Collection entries
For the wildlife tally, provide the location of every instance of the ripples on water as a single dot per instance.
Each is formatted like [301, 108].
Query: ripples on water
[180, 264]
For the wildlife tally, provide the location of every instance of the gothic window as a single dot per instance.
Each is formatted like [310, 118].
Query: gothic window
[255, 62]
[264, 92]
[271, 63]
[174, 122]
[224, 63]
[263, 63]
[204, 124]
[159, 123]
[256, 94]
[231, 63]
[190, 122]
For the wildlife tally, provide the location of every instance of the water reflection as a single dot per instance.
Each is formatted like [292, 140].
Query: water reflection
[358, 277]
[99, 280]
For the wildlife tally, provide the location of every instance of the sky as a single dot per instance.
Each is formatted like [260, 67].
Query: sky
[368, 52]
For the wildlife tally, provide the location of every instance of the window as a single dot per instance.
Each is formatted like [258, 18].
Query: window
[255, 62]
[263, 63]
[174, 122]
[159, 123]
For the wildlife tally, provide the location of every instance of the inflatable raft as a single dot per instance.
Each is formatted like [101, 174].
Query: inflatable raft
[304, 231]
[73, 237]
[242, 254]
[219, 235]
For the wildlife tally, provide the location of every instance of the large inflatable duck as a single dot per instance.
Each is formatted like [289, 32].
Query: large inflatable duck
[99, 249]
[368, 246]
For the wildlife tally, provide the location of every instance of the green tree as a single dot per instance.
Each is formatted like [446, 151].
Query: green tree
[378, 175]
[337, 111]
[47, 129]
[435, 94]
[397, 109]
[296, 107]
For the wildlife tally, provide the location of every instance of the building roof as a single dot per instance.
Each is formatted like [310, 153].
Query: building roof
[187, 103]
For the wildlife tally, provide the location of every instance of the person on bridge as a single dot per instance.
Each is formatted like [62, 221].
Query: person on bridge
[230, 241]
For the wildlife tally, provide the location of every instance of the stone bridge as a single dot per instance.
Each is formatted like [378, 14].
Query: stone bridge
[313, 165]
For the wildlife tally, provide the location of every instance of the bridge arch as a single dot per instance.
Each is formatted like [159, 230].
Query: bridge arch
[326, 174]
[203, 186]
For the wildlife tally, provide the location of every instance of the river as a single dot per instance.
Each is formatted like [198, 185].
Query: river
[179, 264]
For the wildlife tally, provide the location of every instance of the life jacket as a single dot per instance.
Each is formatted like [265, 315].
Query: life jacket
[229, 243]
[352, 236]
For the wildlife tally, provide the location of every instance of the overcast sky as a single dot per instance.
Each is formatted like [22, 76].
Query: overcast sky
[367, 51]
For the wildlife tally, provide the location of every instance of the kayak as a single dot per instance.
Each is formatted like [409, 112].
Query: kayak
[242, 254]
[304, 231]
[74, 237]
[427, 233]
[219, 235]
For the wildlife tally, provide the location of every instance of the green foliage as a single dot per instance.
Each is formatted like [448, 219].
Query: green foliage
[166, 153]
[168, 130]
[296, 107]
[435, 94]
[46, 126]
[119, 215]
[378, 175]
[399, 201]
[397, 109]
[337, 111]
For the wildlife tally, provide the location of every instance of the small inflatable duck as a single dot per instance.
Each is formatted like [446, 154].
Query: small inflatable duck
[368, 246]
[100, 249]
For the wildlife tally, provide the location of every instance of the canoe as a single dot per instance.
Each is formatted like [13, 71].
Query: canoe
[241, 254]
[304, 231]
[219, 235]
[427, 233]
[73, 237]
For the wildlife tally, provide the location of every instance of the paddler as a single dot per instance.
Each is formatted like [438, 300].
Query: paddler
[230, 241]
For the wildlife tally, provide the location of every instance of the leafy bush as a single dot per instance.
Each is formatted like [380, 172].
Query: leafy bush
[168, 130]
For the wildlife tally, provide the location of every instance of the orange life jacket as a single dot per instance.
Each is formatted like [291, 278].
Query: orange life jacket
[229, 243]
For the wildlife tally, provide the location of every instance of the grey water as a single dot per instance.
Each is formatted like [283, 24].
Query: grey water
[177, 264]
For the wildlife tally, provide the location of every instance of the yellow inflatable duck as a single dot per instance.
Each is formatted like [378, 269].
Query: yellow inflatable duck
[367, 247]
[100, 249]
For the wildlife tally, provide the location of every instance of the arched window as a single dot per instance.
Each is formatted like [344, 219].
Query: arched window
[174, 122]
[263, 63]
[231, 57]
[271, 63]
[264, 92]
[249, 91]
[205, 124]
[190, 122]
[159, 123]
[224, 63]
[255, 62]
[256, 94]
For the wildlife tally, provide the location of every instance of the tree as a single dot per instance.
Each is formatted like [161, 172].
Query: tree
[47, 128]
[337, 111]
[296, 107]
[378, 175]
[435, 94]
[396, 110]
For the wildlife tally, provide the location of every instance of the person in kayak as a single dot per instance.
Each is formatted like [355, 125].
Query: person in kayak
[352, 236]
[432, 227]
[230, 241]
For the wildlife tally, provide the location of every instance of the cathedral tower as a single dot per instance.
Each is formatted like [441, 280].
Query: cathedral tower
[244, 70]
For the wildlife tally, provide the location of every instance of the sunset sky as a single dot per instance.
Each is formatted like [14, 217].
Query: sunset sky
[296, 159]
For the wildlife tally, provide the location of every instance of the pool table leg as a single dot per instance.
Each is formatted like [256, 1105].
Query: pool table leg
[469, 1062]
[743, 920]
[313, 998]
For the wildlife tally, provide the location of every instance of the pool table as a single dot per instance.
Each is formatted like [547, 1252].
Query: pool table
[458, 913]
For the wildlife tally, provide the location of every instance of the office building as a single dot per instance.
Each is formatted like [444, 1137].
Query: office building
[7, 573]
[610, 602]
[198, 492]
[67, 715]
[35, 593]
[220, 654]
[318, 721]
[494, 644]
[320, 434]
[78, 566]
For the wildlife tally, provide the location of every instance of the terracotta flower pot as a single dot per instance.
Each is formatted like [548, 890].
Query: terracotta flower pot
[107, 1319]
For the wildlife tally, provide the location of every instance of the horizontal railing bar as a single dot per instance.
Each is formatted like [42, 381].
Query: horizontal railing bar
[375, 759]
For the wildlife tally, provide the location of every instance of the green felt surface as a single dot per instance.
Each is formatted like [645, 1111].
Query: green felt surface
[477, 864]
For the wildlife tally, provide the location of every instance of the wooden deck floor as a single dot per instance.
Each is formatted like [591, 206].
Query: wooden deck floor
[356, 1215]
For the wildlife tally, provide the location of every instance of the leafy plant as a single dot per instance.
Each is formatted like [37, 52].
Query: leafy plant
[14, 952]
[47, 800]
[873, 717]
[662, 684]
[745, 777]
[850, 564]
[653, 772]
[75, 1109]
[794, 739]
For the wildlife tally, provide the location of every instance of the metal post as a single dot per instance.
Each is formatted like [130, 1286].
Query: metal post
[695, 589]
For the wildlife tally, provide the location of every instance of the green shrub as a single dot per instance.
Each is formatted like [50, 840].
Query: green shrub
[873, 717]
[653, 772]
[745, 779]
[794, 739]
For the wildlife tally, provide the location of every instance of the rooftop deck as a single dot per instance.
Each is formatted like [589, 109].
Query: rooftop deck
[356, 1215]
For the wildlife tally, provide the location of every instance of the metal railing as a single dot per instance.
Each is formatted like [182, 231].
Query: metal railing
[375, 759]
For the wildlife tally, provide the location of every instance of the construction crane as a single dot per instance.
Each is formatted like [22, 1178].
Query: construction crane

> TASK REQUIREMENTS
Your answer should be exactly the lines of the data above, from the first through the line containing "Each is formatted like [101, 174].".

> RESULT FOR THIS EXERCISE
For the wildlife tally, provide the location of every instance of the ripples on water as a single dot per instance.
Each is formatted like [301, 108].
Query: ripples on water
[180, 264]
For the wildlife tally, provide the location of every instance of the gothic window as a single dot per instance.
Each is formatted like [310, 118].
Query: gothic window
[255, 62]
[264, 92]
[271, 63]
[174, 122]
[224, 63]
[263, 63]
[204, 124]
[159, 123]
[256, 94]
[231, 63]
[190, 122]
For the wildlife tally, provide the location of every instance of the water reflection as a single dot per instance.
Each is formatted like [292, 140].
Query: water reflection
[358, 277]
[99, 280]
For the wildlife tally, provide the location of every instance of the sky as a single dot per instance.
Each is formatted like [260, 67].
Query: sky
[368, 52]
For the wildlife tally, provide the location of every instance of the window as a single dot per instance.
Each is formatted like [258, 18].
Query: window
[255, 62]
[263, 63]
[174, 122]
[159, 123]
For the wildlife tally, provide the location of every instance of the inflatable raft as a single dot per instance.
Each is formatted like [101, 174].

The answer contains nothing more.